Selezioni ogni riga dei record che contiene la parola "yellow".

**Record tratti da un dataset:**
● ● ●
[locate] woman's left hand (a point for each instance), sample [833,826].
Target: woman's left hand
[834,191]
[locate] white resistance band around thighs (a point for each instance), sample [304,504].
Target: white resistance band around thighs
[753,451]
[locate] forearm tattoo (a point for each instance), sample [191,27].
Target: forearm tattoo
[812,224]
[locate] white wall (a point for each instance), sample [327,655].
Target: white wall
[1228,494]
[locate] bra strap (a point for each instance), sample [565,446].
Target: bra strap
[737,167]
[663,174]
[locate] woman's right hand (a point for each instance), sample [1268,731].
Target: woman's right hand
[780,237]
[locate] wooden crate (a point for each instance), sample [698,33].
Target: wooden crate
● ● ●
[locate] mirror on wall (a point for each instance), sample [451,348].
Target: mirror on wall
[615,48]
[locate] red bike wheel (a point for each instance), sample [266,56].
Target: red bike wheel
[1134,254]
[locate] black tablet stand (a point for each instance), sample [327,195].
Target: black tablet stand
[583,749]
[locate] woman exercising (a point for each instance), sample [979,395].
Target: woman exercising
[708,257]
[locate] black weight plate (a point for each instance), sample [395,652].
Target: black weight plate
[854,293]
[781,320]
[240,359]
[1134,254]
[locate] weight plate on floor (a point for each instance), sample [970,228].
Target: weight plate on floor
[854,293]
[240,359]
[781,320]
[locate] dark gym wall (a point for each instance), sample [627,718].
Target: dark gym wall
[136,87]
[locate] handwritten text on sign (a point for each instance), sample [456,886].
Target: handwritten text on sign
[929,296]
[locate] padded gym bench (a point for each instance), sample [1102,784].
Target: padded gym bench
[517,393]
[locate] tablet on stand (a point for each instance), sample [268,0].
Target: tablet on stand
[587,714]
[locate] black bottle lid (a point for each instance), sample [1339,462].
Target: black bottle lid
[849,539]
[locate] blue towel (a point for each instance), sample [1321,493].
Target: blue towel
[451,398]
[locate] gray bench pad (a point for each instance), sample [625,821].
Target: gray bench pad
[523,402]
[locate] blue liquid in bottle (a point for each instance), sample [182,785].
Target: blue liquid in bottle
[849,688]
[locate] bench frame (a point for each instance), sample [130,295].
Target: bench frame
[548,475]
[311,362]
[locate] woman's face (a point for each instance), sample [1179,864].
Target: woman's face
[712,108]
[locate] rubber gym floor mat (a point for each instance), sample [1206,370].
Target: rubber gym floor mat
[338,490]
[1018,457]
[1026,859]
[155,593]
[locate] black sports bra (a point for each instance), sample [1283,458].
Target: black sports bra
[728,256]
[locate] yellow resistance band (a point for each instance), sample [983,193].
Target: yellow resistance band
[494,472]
● ● ●
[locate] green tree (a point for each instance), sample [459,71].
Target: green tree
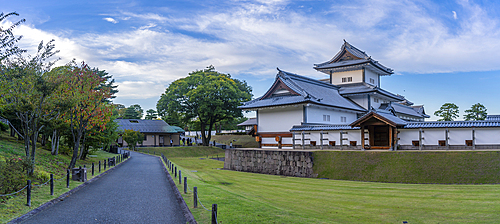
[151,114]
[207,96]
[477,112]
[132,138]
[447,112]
● ● ●
**Esito dell'esercizio:**
[locate] yellow resistance band (a point for each instance), sample [983,193].
Target: yellow resistance band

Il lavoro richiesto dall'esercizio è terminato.